What is being asked:
Rewrite the lines from the line containing "tag: railing post" to the line containing "232 134 L 226" as a Markdown table with the columns No. and Line, numbering each line in order and skipping any blank lines.

====================

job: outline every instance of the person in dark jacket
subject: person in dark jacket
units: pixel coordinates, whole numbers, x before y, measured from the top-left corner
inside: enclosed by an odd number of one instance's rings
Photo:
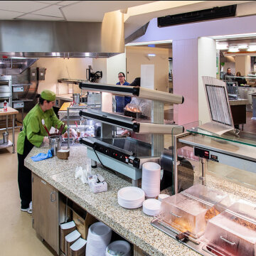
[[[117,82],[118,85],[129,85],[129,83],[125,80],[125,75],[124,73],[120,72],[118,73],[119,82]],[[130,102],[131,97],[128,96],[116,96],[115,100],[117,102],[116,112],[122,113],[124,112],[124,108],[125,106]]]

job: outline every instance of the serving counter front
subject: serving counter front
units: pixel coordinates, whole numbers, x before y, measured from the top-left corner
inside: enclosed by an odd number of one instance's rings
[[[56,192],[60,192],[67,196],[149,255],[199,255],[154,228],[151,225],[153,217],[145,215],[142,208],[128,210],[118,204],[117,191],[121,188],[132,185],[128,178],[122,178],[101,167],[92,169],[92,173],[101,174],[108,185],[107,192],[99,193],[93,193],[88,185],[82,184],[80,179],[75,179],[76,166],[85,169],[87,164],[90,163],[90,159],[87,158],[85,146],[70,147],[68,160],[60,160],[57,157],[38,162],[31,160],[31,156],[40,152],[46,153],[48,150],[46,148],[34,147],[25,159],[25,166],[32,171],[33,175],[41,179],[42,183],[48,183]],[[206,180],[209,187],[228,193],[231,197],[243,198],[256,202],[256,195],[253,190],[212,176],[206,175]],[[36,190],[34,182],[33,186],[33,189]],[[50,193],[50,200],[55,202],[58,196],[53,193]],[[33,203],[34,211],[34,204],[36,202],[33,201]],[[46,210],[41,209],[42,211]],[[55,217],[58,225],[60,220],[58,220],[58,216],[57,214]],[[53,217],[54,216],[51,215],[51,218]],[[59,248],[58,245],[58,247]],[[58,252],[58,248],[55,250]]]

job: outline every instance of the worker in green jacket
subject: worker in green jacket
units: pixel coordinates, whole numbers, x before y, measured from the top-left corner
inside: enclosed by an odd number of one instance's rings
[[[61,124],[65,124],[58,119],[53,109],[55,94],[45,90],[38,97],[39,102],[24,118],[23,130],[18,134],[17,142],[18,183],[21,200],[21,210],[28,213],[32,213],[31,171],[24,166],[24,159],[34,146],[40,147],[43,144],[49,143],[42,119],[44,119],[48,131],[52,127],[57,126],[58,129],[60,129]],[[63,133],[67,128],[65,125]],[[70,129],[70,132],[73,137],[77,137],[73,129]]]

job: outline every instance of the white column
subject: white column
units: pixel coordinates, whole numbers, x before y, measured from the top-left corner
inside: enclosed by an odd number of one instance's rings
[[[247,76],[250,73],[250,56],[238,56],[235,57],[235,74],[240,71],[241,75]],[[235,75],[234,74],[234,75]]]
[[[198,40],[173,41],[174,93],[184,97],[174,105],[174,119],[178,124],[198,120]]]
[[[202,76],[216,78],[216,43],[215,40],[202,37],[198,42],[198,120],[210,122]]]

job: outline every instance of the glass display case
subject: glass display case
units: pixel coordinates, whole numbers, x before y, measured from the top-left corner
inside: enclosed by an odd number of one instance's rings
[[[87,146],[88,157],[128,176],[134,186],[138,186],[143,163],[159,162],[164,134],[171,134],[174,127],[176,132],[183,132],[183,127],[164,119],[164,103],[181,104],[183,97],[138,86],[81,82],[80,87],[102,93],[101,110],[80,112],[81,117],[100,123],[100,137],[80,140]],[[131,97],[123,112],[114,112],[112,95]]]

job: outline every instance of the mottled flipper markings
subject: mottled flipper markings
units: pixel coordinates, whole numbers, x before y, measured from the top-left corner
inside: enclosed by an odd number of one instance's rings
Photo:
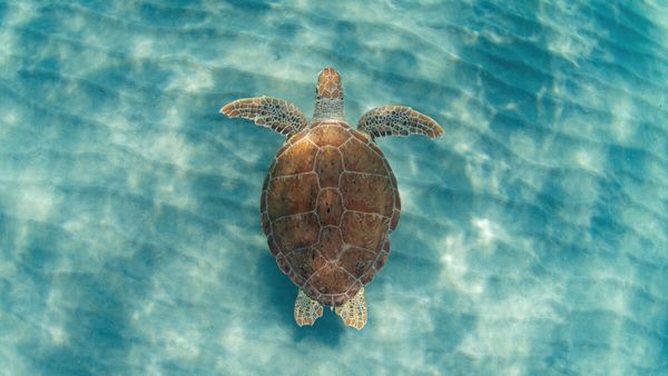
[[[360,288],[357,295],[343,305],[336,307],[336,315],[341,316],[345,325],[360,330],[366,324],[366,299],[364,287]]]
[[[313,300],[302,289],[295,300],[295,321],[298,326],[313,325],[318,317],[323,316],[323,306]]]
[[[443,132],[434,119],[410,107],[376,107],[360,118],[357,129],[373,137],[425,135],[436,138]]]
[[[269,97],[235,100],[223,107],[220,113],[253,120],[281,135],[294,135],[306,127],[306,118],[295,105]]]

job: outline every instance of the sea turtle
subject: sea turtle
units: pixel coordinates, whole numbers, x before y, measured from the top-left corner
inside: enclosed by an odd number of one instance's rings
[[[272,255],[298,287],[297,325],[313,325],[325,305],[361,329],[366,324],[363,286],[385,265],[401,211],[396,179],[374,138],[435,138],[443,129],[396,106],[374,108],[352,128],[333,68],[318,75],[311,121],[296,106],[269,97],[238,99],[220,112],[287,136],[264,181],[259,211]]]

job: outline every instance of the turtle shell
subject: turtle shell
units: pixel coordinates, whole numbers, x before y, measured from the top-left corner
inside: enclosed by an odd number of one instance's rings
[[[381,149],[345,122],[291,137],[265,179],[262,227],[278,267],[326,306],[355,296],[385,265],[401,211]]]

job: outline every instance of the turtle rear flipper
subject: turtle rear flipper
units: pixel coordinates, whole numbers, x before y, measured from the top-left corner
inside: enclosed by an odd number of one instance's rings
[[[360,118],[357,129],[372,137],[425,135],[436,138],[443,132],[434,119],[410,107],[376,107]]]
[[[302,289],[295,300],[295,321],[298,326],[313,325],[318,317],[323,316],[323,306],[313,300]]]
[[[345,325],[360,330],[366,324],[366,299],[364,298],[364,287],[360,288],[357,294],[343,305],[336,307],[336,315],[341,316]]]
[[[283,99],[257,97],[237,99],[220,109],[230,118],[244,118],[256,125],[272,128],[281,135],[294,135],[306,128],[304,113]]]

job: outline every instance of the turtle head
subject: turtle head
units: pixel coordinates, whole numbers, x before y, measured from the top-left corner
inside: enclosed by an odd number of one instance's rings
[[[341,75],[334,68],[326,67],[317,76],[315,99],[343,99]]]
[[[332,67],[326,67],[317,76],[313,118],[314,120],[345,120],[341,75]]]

====================

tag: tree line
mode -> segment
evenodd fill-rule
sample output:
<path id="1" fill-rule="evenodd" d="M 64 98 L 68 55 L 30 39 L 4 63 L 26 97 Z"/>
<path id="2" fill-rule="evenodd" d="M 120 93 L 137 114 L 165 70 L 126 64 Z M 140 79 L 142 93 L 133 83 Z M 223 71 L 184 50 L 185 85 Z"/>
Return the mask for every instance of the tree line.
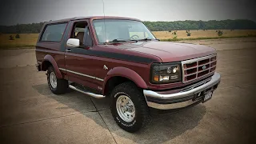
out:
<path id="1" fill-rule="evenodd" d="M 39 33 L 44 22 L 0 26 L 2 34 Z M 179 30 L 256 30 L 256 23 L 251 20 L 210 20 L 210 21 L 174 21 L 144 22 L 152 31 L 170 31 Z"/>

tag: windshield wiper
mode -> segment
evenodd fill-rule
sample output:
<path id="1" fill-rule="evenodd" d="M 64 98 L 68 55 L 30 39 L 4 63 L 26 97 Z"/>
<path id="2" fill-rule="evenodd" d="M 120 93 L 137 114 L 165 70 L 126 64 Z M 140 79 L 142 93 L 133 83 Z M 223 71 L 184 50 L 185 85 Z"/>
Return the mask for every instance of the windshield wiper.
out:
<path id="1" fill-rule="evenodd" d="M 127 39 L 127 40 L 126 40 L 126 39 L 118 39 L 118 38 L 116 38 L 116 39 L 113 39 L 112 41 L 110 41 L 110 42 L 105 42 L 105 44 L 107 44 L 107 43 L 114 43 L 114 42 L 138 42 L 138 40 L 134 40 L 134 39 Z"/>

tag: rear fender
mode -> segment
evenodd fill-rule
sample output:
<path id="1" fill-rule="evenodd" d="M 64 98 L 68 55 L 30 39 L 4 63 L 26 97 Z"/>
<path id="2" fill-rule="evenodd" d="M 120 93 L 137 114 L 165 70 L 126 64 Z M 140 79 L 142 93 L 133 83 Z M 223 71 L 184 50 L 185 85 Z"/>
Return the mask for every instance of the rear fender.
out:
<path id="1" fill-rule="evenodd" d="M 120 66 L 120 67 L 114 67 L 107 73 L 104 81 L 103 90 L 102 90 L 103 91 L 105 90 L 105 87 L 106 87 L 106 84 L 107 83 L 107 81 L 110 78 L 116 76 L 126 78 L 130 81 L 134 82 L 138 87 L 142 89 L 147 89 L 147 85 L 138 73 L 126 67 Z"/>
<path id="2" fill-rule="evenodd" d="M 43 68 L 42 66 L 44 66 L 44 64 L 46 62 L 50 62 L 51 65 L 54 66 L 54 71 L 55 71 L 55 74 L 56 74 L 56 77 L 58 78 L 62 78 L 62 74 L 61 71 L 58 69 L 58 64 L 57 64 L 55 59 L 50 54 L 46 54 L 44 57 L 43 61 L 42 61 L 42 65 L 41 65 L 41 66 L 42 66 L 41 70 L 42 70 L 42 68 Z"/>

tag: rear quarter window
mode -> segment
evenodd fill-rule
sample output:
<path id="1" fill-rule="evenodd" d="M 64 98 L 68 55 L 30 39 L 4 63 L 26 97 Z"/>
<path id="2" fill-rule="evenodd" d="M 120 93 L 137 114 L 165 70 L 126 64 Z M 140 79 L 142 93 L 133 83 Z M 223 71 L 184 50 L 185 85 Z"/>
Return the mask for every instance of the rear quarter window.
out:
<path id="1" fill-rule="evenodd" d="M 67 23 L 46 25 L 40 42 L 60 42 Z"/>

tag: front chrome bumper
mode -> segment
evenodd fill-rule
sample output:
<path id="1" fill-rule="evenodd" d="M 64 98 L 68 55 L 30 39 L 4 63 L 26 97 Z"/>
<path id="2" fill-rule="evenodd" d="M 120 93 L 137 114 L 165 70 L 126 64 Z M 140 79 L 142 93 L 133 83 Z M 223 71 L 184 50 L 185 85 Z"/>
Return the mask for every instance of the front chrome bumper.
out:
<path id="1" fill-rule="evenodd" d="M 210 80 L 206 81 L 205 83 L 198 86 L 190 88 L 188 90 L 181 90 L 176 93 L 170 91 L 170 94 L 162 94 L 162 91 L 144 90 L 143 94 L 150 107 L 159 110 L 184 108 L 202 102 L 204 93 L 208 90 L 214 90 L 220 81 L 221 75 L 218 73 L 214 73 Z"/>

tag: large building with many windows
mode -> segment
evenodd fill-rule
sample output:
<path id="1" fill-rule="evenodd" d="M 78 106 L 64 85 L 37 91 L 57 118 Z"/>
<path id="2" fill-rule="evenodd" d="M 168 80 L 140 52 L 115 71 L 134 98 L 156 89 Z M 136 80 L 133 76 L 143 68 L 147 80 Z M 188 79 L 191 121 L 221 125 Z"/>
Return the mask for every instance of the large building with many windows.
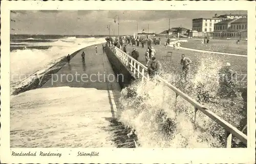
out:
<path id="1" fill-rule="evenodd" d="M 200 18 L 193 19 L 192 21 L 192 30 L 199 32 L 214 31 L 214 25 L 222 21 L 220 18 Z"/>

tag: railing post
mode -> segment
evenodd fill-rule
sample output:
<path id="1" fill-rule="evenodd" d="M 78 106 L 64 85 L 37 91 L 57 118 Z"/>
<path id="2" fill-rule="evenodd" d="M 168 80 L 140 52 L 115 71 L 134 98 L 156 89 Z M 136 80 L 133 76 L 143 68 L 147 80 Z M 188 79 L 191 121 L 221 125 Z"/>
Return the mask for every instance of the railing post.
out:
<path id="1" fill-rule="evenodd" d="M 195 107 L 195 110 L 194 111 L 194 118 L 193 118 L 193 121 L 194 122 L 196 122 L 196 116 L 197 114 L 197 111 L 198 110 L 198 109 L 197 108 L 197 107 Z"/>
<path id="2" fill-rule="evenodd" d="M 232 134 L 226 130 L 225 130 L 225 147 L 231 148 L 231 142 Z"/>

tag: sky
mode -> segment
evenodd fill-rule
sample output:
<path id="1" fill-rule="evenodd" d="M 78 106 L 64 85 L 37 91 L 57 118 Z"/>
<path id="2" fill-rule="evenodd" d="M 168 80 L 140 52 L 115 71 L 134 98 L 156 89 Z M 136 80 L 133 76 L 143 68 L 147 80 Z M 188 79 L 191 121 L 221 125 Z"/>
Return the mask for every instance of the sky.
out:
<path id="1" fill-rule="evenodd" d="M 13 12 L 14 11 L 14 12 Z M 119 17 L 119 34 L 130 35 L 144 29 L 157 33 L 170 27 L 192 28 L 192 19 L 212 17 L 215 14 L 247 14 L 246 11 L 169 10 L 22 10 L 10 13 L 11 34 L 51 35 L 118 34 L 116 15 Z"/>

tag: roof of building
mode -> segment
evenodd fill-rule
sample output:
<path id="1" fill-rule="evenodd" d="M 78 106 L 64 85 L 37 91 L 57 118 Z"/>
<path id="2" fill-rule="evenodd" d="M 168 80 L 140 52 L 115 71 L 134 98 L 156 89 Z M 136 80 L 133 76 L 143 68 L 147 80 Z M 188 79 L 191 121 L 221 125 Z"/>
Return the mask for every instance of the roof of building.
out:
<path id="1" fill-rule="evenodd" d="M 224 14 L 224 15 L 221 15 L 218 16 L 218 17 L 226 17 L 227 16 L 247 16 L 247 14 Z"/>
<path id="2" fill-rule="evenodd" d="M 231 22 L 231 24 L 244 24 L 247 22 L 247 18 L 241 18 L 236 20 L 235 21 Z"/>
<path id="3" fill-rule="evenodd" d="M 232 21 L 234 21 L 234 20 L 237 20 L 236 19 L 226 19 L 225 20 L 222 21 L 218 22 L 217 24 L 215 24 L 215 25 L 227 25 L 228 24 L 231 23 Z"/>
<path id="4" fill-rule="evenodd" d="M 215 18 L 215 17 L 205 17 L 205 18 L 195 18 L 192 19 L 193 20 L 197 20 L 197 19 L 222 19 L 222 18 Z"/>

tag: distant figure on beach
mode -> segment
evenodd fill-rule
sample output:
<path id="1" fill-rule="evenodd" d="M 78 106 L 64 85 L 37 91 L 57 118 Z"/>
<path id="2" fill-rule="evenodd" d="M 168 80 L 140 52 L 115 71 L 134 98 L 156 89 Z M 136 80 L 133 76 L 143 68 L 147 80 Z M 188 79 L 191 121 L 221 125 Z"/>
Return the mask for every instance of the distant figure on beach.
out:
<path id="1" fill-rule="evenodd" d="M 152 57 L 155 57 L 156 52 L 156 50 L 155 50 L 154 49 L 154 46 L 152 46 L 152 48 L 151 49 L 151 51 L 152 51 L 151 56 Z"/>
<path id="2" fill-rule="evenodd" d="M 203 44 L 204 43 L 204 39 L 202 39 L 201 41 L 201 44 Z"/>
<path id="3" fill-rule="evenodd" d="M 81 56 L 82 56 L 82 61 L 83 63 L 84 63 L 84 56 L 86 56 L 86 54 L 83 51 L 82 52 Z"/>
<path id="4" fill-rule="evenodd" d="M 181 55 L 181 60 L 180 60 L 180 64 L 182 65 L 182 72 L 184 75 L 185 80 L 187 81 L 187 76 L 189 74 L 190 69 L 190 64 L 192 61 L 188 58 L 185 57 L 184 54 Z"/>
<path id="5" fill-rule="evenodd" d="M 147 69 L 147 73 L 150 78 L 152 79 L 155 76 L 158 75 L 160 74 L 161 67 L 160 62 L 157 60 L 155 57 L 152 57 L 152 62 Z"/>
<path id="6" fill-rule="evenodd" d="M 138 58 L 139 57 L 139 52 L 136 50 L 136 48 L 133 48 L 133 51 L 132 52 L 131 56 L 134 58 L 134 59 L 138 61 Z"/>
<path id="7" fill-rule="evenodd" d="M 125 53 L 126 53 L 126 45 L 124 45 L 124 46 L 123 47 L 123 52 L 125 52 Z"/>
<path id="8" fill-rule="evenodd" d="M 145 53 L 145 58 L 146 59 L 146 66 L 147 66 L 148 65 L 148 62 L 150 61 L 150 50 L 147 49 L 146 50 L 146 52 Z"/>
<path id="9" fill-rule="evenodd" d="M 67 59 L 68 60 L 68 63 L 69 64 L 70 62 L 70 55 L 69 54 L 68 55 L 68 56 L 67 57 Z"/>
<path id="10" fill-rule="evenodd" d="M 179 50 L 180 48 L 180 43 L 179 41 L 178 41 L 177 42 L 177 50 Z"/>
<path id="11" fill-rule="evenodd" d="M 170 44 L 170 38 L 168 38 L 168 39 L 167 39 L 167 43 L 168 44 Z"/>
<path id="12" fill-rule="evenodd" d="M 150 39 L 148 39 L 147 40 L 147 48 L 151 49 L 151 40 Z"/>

====================

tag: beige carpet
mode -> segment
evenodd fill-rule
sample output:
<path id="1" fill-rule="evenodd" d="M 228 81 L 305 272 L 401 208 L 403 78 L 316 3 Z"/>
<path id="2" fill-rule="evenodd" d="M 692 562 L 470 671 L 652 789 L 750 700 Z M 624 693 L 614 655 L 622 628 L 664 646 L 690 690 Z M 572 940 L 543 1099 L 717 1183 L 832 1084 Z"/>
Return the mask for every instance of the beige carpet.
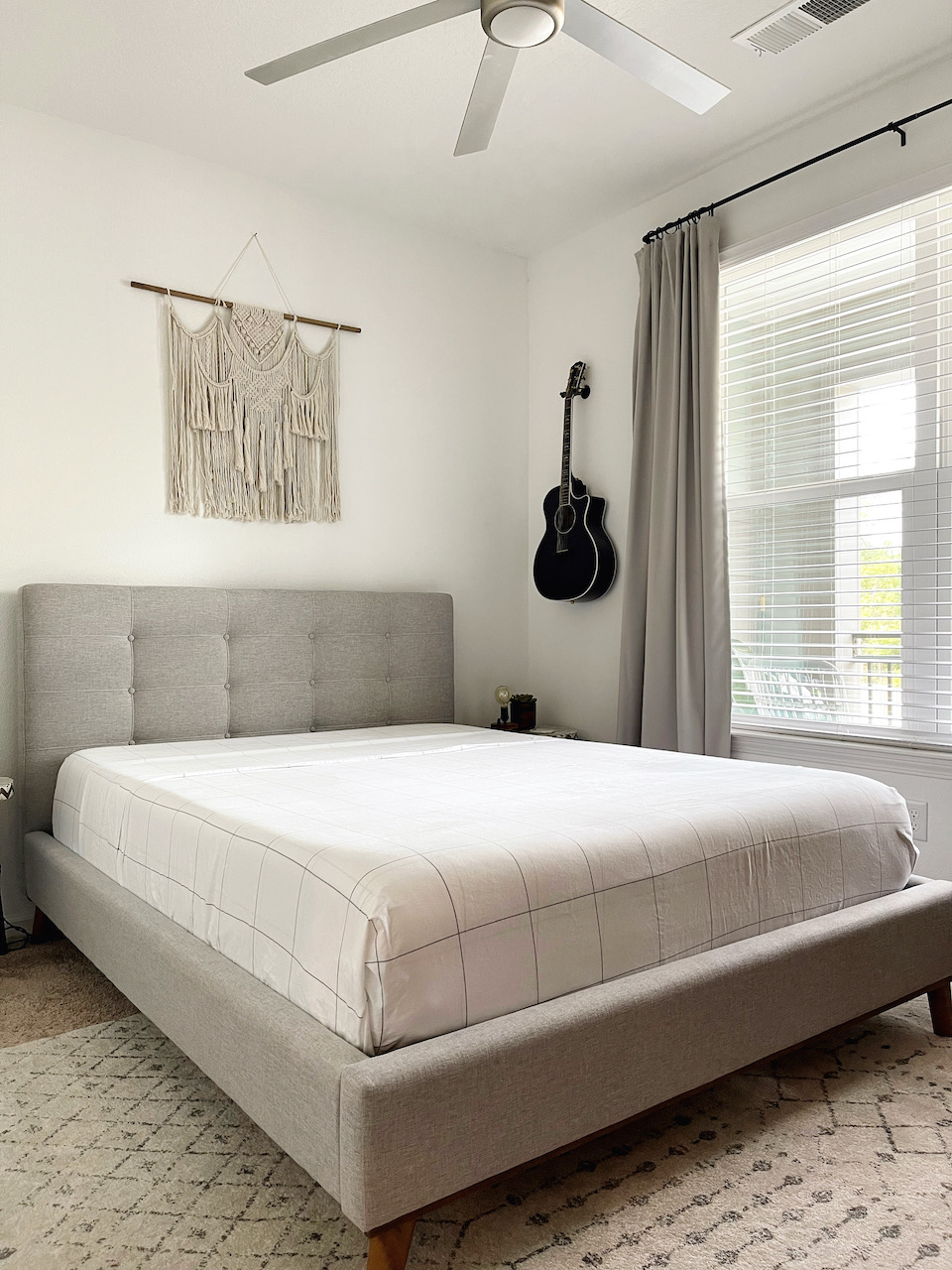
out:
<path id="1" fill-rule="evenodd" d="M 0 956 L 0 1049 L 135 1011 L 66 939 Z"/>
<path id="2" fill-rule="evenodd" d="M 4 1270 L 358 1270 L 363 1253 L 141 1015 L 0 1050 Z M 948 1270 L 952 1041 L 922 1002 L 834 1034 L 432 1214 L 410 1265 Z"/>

====================

Answer in full:
| No. | Line |
|---|---|
| 1 | tag: railing post |
| 2 | mode -> segment |
| 3 | evenodd fill-rule |
| 4 | sample output: |
| 5 | <path id="1" fill-rule="evenodd" d="M 78 106 L 64 85 L 37 91 L 57 118 Z"/> |
| 6 | <path id="2" fill-rule="evenodd" d="M 168 80 L 140 52 L 115 71 L 134 98 L 156 89 Z M 136 80 L 133 76 L 143 68 L 147 80 Z M 188 79 L 191 121 L 221 125 Z"/> |
| 7 | Return the mask for every instance of the railing post. |
| 8 | out: |
| 9 | <path id="1" fill-rule="evenodd" d="M 195 107 L 195 110 L 194 111 L 194 118 L 193 118 L 193 121 L 194 122 L 196 122 L 196 116 L 197 114 L 197 111 L 198 110 L 198 109 L 197 108 L 197 107 Z"/> |
| 10 | <path id="2" fill-rule="evenodd" d="M 232 134 L 226 130 L 225 130 L 225 147 L 231 148 L 231 142 Z"/> |